## START

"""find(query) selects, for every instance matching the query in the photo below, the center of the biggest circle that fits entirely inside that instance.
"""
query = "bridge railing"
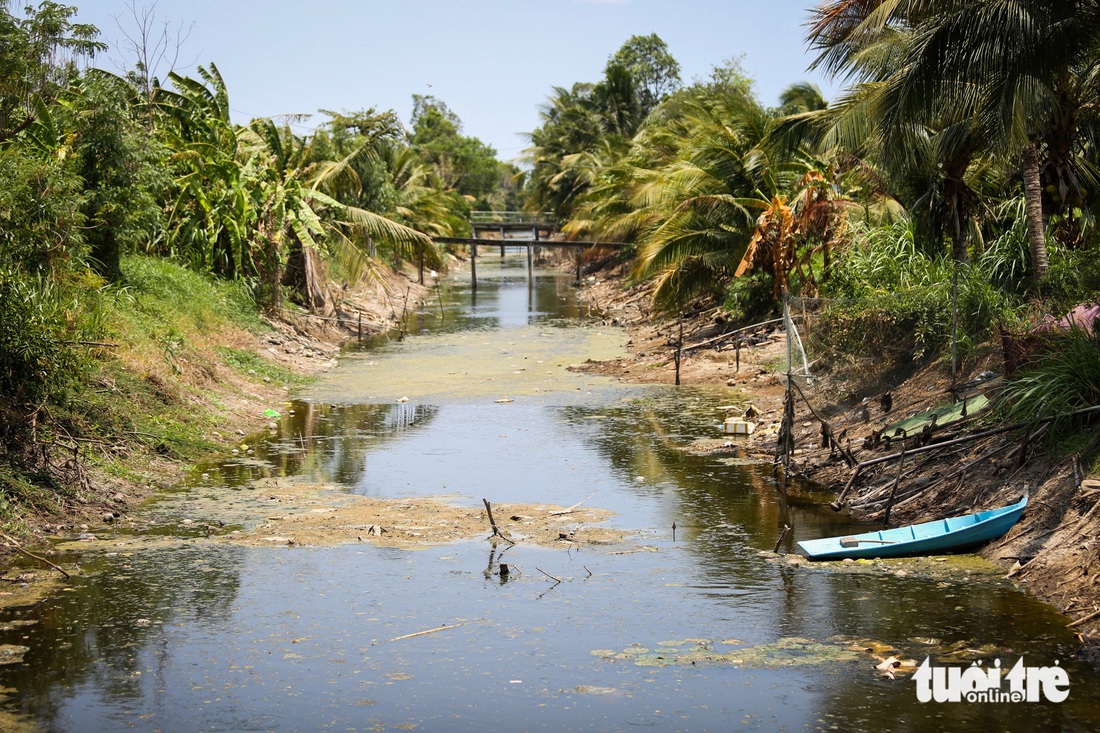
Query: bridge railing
(510, 217)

## END

* **WHAT THE EXERCISE ASKS**
Rewrite the rows above with every "bridge railing" changed to "fence" and everything else kept the same. Leave the pictures out of your answer.

* **RESPONSE FOR THIS EXERCISE**
"""find(query) selects, for every instance matching the query in the photo below, the center of the biggest circle that fits entirely inside that instance.
"""
query = "fence"
Query: fence
(510, 217)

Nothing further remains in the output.